## WHAT IS EXPECTED
Find every line in the records below that contains the word "instance" and copy each of those lines.
## Begin TASK INPUTS
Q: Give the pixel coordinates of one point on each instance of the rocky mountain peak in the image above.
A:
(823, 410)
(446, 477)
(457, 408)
## End TASK INPUTS
## Begin TASK INPUTS
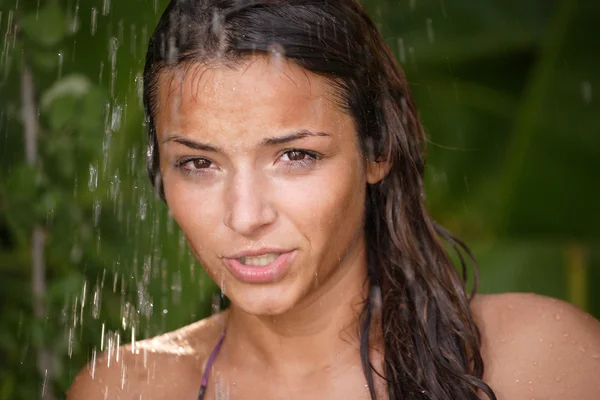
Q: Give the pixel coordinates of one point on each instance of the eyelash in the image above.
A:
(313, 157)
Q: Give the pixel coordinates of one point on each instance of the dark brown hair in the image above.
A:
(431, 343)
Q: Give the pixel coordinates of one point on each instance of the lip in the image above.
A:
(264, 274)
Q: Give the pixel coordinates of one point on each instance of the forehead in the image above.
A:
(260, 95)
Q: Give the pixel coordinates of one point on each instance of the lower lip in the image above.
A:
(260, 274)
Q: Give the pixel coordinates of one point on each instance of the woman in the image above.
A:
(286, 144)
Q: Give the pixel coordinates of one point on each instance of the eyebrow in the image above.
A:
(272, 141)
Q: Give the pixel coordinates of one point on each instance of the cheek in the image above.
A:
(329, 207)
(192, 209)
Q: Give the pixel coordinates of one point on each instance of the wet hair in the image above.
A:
## End TASK INPUTS
## SOLUTION
Q: Give the pixel coordinates of one point on each instance of the rocky mountain peak in the image above.
Q: Give the pixel coordinates of one point on each instance of the eyelash in the image above.
Q: Give the pixel coordinates of one point on each instance of the dark brown hair in the image above.
Q: Give the pixel coordinates of one point on each instance of the lip in the image above.
Q: Give the pixel coordinates of one point on each instance of the forehead in the image above.
Q: Give the pixel coordinates of one point on each instance of the lower lip in the image above.
Q: Give the pixel coordinates of one point on each instance of the woman in the image above.
Q: Give the pixel coordinates of one point on each instance of the eyebrow in the image above.
Q: Give the pixel coordinates of one point on each instance of the cheek in the image above.
Q: Give the pixel coordinates of one point on each instance of the wet hair in the image above.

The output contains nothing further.